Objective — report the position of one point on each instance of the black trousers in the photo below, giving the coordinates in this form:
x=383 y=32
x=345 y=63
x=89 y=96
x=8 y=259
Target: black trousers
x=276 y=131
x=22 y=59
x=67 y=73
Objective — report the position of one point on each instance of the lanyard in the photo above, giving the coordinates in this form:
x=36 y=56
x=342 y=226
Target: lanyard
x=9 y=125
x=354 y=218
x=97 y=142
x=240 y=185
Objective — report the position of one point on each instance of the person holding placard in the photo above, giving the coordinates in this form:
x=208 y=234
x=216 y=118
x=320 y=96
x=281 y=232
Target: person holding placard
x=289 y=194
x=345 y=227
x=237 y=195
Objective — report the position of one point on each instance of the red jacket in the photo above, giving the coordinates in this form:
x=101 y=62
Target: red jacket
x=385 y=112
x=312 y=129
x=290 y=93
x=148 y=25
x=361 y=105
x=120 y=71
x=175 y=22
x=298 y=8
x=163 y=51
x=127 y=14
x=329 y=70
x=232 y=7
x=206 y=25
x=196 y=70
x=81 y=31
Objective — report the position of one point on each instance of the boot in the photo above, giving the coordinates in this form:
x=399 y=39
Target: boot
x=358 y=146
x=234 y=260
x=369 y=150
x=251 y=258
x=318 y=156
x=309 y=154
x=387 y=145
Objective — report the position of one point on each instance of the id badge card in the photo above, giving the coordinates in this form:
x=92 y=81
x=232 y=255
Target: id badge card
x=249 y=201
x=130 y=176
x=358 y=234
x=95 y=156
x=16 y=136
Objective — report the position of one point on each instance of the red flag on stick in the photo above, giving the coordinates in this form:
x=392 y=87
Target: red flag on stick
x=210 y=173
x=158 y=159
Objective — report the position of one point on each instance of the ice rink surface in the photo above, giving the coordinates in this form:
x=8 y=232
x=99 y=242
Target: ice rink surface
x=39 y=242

### Exercise description
Print the entire listing above once more, with nothing changed.

### Solution to this task
Objective — report the position of one point on each instance of the black trousers in the photo below, giving the coordinates in this form:
x=383 y=32
x=345 y=63
x=89 y=96
x=8 y=259
Target: black trousers
x=276 y=131
x=22 y=59
x=67 y=73
Objective — report the position of one point on each instance of the lanyard in the photo above, giving the coordinates in this form:
x=36 y=56
x=342 y=226
Target: lanyard
x=9 y=125
x=354 y=218
x=97 y=142
x=240 y=185
Objective — report the position of one point on each instance of the person holding placard in the photo above, giving the coordinates in this form:
x=208 y=234
x=216 y=118
x=320 y=96
x=281 y=232
Target: person holding placard
x=289 y=194
x=345 y=227
x=237 y=195
Objective — report the position of one point on each instance of the red jacket in the photo above, giving the coordinates in this form:
x=101 y=62
Target: red jacket
x=385 y=112
x=312 y=129
x=290 y=93
x=148 y=25
x=361 y=105
x=120 y=71
x=175 y=22
x=298 y=8
x=163 y=51
x=127 y=14
x=329 y=70
x=232 y=7
x=206 y=25
x=196 y=70
x=81 y=31
Objective — report the position of one point on each instance of the boot in the photo above, giving the coordinates in this form:
x=399 y=39
Target: boot
x=358 y=146
x=234 y=260
x=369 y=150
x=251 y=258
x=318 y=156
x=309 y=154
x=387 y=145
Objective — report the position of one point on each instance of the id badge card in the photo above, giving the coordinates in this form:
x=92 y=81
x=232 y=255
Target: id badge card
x=249 y=201
x=130 y=176
x=358 y=234
x=95 y=156
x=16 y=136
Objective — report the position of one point on each instance of the red flag on stick in the photo above, giving the coordinates in this form:
x=392 y=87
Target: red flag on stick
x=210 y=173
x=158 y=159
Objective — report the position of one point on each instance of the ice rink surface in the photo above, giving the coordinates in this form:
x=8 y=232
x=99 y=242
Target: ice rink surface
x=39 y=242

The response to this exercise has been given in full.